- TASK DIRECTIONS: Copy out exactly every line from the line containing "like (329, 103)." until the records below end, inclusive of both boundary lines.
= = =
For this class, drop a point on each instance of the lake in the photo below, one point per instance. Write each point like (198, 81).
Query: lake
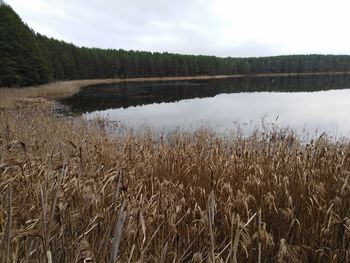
(307, 104)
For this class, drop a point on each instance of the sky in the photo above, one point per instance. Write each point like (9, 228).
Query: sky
(236, 28)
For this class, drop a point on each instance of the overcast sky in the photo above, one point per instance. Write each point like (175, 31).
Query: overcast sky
(209, 27)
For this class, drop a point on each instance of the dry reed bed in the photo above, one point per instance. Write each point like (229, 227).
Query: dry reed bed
(71, 193)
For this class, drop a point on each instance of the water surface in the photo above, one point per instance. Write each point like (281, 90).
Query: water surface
(314, 104)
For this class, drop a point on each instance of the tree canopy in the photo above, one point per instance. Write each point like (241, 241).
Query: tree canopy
(29, 58)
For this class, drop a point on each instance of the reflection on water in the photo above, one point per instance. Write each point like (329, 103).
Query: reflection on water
(301, 103)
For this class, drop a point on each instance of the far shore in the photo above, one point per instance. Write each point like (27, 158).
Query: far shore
= = =
- OUTPUT OF THE EXERCISE:
For this class, drop a point on each instance of the reflection on water in the photo above, one point per instance. Write each point like (329, 103).
Query: reflection on water
(301, 103)
For this class, drop a point on each instance of the far shore in the photo above, one point per instance. Write each point like (27, 158).
Query: far shore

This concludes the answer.